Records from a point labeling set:
==========

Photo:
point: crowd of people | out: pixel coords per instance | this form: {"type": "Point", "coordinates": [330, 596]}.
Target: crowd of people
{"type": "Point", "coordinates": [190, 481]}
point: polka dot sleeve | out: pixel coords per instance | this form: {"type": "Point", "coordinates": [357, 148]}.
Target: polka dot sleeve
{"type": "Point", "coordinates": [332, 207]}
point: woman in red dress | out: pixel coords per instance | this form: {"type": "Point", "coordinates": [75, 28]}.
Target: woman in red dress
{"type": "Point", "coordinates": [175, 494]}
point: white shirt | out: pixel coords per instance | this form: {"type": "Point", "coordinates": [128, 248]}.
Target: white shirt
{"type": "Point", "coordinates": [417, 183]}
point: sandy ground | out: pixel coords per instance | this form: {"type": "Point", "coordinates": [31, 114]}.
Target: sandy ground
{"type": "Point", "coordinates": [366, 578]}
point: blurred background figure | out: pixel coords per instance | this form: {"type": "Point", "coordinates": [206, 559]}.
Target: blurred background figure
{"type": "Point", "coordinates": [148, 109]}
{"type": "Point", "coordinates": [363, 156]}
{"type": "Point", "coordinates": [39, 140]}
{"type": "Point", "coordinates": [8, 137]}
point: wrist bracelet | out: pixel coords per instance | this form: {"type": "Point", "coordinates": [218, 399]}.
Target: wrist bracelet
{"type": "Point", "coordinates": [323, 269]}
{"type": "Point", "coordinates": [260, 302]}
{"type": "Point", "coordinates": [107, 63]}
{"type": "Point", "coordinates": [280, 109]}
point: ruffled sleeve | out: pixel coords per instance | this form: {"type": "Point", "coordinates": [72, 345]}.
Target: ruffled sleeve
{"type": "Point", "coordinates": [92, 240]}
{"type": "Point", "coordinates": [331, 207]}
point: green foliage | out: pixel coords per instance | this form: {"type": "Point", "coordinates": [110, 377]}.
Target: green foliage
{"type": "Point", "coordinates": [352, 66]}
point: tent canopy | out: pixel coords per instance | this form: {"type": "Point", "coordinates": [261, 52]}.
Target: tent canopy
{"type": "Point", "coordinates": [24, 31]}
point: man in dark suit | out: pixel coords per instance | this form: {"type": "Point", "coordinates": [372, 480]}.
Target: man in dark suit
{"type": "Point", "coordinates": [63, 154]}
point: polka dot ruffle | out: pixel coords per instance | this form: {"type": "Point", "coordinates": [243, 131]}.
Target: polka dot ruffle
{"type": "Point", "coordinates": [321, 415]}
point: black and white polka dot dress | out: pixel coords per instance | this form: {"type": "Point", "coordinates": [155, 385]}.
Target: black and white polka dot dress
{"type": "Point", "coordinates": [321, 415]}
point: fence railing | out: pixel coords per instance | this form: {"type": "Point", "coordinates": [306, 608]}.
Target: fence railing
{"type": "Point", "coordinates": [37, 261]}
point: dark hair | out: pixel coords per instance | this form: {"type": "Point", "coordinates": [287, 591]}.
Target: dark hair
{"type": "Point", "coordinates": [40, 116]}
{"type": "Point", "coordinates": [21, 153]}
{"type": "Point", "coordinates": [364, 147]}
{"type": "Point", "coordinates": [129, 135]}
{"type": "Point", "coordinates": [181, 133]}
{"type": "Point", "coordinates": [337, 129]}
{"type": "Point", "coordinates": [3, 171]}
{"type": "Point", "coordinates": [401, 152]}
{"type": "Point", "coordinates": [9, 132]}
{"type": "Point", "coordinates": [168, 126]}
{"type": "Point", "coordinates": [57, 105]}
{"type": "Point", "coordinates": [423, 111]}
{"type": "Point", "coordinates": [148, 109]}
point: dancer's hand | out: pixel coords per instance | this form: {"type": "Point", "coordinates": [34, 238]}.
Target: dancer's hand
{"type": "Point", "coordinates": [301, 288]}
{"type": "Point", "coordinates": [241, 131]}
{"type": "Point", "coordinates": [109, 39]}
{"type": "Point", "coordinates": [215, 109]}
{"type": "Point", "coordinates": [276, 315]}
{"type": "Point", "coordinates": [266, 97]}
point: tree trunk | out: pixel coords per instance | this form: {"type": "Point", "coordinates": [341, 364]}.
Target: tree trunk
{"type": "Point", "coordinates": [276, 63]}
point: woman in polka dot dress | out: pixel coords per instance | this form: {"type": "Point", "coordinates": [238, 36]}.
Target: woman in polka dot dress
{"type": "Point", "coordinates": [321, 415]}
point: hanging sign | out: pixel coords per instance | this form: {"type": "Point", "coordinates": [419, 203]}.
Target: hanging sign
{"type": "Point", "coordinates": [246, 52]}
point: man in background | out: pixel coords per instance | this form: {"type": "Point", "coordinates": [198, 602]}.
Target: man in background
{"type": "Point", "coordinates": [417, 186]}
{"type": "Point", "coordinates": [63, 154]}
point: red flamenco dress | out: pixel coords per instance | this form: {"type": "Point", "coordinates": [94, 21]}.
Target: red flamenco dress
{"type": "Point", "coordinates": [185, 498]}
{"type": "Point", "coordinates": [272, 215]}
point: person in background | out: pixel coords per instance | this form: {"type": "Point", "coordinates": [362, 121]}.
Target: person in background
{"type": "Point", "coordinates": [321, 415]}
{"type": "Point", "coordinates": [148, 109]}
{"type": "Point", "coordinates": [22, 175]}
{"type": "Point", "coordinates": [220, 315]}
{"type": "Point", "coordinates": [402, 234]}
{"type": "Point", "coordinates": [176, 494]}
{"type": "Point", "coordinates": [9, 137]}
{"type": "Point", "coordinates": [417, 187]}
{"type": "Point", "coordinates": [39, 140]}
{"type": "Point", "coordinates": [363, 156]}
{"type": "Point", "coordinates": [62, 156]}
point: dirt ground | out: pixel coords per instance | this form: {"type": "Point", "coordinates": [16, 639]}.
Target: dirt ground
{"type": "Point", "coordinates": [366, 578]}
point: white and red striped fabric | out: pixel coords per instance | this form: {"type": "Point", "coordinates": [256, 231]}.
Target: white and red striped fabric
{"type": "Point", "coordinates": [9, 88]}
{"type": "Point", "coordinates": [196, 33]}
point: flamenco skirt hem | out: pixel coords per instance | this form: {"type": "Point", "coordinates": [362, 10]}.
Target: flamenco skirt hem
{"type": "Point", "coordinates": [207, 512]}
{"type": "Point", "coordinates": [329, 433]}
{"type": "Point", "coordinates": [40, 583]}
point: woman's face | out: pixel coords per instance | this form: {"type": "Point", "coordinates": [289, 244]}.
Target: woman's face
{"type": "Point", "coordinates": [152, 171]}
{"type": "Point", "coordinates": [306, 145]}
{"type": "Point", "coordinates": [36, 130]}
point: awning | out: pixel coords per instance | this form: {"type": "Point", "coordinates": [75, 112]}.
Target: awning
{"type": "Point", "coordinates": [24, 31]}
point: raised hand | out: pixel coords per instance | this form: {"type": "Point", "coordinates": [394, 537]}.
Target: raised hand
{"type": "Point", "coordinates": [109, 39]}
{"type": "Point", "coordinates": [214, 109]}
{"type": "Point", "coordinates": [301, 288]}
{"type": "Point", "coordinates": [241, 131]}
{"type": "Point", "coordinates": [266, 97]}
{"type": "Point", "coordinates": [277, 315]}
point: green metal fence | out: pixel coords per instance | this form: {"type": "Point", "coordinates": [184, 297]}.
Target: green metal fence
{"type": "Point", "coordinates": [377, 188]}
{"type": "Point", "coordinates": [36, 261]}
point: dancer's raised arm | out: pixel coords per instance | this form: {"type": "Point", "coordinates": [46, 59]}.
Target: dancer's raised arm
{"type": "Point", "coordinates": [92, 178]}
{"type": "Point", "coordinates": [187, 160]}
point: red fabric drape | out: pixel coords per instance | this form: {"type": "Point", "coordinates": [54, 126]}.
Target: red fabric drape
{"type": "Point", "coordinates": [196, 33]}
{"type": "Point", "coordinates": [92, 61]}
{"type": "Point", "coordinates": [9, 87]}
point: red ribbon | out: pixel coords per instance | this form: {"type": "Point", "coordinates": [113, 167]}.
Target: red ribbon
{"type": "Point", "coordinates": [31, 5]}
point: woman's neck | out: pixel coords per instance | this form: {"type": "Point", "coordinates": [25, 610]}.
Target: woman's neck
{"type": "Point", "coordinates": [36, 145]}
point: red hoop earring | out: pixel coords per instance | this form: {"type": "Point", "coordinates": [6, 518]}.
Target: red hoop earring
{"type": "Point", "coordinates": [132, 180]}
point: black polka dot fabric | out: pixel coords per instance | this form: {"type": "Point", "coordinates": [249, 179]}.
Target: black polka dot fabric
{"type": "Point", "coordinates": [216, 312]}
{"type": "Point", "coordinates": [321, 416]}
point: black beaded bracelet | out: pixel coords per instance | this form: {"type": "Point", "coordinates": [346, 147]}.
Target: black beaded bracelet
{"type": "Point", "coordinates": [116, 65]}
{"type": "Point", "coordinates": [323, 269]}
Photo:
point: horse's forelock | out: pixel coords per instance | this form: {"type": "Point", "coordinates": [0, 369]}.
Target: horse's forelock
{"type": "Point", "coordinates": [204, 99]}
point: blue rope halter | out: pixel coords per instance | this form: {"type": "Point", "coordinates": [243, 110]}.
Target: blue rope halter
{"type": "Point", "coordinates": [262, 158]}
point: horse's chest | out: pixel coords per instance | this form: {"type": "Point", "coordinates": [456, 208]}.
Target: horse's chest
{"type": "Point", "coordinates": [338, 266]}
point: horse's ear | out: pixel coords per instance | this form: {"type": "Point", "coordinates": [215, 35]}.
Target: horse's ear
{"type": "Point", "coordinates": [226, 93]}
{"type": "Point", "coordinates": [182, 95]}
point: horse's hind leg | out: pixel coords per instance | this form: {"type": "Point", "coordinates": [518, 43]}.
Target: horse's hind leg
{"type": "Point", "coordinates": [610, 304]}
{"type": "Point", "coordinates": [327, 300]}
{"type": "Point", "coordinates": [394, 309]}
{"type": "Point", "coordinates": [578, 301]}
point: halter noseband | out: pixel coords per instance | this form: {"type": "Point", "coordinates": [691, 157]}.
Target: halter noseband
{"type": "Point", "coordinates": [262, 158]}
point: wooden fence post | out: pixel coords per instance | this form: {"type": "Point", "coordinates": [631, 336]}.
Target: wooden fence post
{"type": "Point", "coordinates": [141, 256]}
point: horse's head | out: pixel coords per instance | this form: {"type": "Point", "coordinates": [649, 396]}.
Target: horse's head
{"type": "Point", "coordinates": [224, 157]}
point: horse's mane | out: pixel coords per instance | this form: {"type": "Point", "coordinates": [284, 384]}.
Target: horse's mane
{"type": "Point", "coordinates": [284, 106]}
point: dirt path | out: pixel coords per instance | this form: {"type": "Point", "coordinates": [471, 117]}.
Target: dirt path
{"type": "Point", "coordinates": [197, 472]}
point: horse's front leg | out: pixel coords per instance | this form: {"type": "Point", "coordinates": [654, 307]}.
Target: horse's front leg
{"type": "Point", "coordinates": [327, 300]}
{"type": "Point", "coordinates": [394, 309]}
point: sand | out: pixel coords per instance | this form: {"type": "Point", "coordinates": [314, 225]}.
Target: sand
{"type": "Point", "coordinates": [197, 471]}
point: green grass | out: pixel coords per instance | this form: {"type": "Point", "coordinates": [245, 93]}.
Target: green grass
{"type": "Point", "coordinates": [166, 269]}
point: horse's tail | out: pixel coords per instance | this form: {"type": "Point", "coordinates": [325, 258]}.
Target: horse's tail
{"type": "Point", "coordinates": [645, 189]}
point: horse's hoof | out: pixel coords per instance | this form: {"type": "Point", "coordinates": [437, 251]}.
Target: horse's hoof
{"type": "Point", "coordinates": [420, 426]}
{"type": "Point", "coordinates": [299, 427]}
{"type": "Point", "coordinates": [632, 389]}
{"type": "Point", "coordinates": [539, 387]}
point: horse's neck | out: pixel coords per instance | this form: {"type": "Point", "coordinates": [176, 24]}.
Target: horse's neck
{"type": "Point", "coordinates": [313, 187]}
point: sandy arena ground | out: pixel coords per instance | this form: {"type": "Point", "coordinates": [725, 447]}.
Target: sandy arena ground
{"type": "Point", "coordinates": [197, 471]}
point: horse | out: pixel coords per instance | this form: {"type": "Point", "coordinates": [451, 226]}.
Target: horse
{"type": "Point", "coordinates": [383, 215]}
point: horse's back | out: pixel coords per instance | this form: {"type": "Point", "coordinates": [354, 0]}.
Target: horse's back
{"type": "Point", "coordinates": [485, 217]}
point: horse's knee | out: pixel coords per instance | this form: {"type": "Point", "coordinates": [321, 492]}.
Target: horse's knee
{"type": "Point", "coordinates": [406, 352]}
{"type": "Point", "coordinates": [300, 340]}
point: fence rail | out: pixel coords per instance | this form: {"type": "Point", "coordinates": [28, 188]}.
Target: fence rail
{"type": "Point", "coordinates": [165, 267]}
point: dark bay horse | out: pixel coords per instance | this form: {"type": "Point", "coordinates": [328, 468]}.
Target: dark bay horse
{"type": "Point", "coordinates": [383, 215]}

==========

◆ Stated task:
Give back exactly the lines from the line containing "point: sand |" to the end of the entries, and no other lines.

◆ Exercise answer:
point: sand | out: pixel coords per instance | this form: {"type": "Point", "coordinates": [314, 225]}.
Target: sand
{"type": "Point", "coordinates": [197, 471]}
point: green grass | out: pixel coords per instance | this form: {"type": "Point", "coordinates": [245, 93]}.
Target: green grass
{"type": "Point", "coordinates": [166, 269]}
point: horse's tail | out: pixel coords per instance | this form: {"type": "Point", "coordinates": [325, 258]}.
Target: horse's tail
{"type": "Point", "coordinates": [645, 189]}
point: horse's hoof | out: pixel coords per instance | this form: {"type": "Point", "coordinates": [437, 251]}.
Target: horse's hoof
{"type": "Point", "coordinates": [420, 426]}
{"type": "Point", "coordinates": [299, 427]}
{"type": "Point", "coordinates": [632, 389]}
{"type": "Point", "coordinates": [539, 387]}
point: horse's neck | out: pixel coords per instance | this form: {"type": "Point", "coordinates": [176, 24]}.
Target: horse's neck
{"type": "Point", "coordinates": [313, 187]}
point: sandy arena ground | out: pixel coords per instance | this form: {"type": "Point", "coordinates": [725, 447]}.
Target: sandy arena ground
{"type": "Point", "coordinates": [197, 471]}
point: horse | out: pixel coords per instance | this form: {"type": "Point", "coordinates": [451, 226]}.
Target: horse
{"type": "Point", "coordinates": [383, 215]}
point: horse's back | out: pixel coords per instance | this form: {"type": "Point", "coordinates": [354, 0]}.
Target: horse's back
{"type": "Point", "coordinates": [485, 217]}
point: horse's knee | out: pixel coords per instance | this form: {"type": "Point", "coordinates": [321, 492]}.
Target: horse's knee
{"type": "Point", "coordinates": [406, 352]}
{"type": "Point", "coordinates": [300, 340]}
point: fence rail | out: pixel coords per instance | this form: {"type": "Point", "coordinates": [28, 188]}.
Target: fence rail
{"type": "Point", "coordinates": [165, 267]}
point: dark bay horse | out: pixel coords per instance | this form: {"type": "Point", "coordinates": [328, 468]}.
Target: dark bay horse
{"type": "Point", "coordinates": [383, 215]}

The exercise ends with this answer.